The records are to be restated in their entirety, word for word.

[Records]
"""

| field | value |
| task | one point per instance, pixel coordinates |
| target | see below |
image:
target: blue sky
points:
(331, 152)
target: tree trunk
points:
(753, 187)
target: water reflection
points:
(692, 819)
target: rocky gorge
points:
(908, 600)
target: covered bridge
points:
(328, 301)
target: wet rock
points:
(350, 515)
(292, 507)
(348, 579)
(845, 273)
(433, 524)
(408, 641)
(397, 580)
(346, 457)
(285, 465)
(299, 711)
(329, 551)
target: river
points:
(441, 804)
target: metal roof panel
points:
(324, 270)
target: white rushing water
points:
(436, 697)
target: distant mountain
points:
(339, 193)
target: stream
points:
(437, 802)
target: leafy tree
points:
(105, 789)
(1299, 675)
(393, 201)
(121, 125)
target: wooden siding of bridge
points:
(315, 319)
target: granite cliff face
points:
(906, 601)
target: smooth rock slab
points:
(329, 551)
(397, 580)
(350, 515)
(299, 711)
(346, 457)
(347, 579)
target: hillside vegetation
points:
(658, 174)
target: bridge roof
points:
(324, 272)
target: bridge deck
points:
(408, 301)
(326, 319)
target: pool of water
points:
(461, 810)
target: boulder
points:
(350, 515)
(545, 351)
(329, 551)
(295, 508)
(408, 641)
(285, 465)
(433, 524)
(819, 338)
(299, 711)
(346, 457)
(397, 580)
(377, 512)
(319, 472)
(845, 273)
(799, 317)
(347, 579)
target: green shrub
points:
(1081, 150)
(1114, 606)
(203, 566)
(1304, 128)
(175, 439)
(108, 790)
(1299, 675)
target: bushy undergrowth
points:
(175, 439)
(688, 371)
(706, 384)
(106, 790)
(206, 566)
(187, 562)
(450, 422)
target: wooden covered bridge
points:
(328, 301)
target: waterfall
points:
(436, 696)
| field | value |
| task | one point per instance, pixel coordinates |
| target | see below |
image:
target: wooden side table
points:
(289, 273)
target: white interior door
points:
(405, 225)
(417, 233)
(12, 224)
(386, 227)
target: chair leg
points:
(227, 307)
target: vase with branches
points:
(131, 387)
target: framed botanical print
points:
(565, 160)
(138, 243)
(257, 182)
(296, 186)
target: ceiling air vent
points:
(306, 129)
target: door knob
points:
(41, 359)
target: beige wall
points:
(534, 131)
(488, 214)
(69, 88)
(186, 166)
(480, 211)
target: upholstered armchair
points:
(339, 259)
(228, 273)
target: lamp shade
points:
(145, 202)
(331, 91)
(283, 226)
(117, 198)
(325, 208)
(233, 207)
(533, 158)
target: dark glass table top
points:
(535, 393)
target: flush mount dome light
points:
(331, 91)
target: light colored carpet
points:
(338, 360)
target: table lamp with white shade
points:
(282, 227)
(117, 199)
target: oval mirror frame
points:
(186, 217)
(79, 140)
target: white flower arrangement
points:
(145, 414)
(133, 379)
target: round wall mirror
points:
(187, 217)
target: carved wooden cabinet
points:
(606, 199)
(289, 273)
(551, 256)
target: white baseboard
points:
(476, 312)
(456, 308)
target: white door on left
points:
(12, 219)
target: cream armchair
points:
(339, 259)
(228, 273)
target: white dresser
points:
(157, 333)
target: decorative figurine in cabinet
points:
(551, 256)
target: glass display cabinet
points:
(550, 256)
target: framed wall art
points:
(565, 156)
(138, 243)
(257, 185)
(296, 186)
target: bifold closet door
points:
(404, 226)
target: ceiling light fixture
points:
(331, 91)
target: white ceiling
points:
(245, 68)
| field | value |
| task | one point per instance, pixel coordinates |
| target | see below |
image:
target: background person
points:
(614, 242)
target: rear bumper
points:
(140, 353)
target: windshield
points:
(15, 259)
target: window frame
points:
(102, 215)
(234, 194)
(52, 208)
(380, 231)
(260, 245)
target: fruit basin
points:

"""

Output for this task =>
| field | value |
| task | one point per instance, pixel coordinates |
| target | see below |
image:
target: blue sky
points:
(331, 152)
target: tree trunk
points:
(753, 187)
target: water reflection
points:
(692, 819)
target: rocky gorge
points:
(908, 600)
target: covered bridge
points:
(328, 301)
target: wet rock
points:
(350, 515)
(292, 507)
(348, 579)
(845, 273)
(433, 524)
(408, 641)
(397, 580)
(346, 457)
(285, 465)
(299, 711)
(329, 551)
target: river
points:
(441, 804)
target: metal roof panel
points:
(324, 270)
target: white rushing water
points:
(436, 697)
target: distant mountain
points:
(339, 193)
target: stream
points:
(437, 802)
target: leafy tree
points:
(105, 789)
(1299, 675)
(393, 201)
(121, 125)
target: wooden siding of bridge
points:
(315, 319)
target: granite cliff face
points:
(906, 601)
target: smooth rock slab
points:
(329, 551)
(397, 580)
(350, 515)
(299, 711)
(346, 457)
(347, 579)
target: hillside vegetation
points:
(658, 174)
target: bridge roof
points:
(324, 272)
target: bridge deck
points:
(408, 301)
(326, 319)
target: pool of water
points:
(461, 810)
target: boulder
points:
(350, 515)
(545, 351)
(329, 551)
(295, 508)
(408, 641)
(285, 465)
(433, 524)
(819, 338)
(299, 711)
(346, 457)
(397, 580)
(377, 512)
(319, 472)
(845, 273)
(799, 317)
(347, 579)
target: green shrub
points:
(1081, 150)
(1114, 606)
(203, 566)
(1304, 128)
(175, 439)
(108, 790)
(1299, 675)
target: bushy undergrowth
points:
(175, 439)
(688, 371)
(706, 384)
(106, 790)
(206, 566)
(187, 562)
(450, 422)
target: wooden covered bridge
points:
(328, 301)
target: waterfall
points:
(436, 696)
| field | value |
| task | one point per instance, pixel coordinates |
| target | see below |
image:
target: wooden side table
points:
(289, 273)
target: white interior door
points:
(405, 225)
(417, 233)
(12, 224)
(386, 227)
target: chair leg
points:
(227, 307)
target: vase with branches
points:
(131, 387)
target: framed botanical print
points:
(565, 160)
(138, 243)
(257, 182)
(296, 186)
target: ceiling air vent
points:
(306, 129)
target: door knob
points:
(41, 359)
target: beige wall
points:
(534, 131)
(488, 214)
(69, 88)
(186, 166)
(480, 211)
target: upholstered armchair
points:
(339, 259)
(228, 273)
target: lamp shade
points:
(145, 202)
(331, 91)
(283, 226)
(117, 198)
(325, 208)
(233, 207)
(533, 158)
target: dark glass table top
points:
(535, 393)
target: flush mount dome light
points:
(331, 91)
target: light colored carpet
points:
(338, 360)
target: table lamp with white shade
points:
(282, 227)
(117, 199)
target: oval mirror frame
points:
(186, 217)
(79, 140)
target: white flower arrangement
points:
(145, 414)
(133, 379)
target: round wall mirror
points:
(187, 217)
target: carved wooden cabinet
points:
(606, 199)
(289, 273)
(551, 256)
target: white baseboard
points:
(476, 312)
(456, 308)
target: white door on left
points:
(12, 219)
target: cream armchair
points:
(339, 259)
(228, 273)
target: white dresser
points:
(157, 333)
target: decorative figurine in cabinet
points:
(551, 256)
target: glass display cabinet
points:
(550, 256)
target: framed wall art
points:
(565, 156)
(138, 243)
(257, 185)
(296, 186)
target: bifold closet door
points:
(404, 226)
target: ceiling light fixture
points:
(331, 91)
target: white ceiling
points:
(245, 68)
| field | value |
| task | one point per instance, pixel coordinates |
| target | see below |
image:
target: background person
points:
(614, 242)
target: rear bumper
points:
(140, 353)
target: windshield
points:
(15, 259)
target: window frame
points:
(102, 215)
(234, 194)
(52, 208)
(380, 231)
(260, 245)
target: fruit basin
points:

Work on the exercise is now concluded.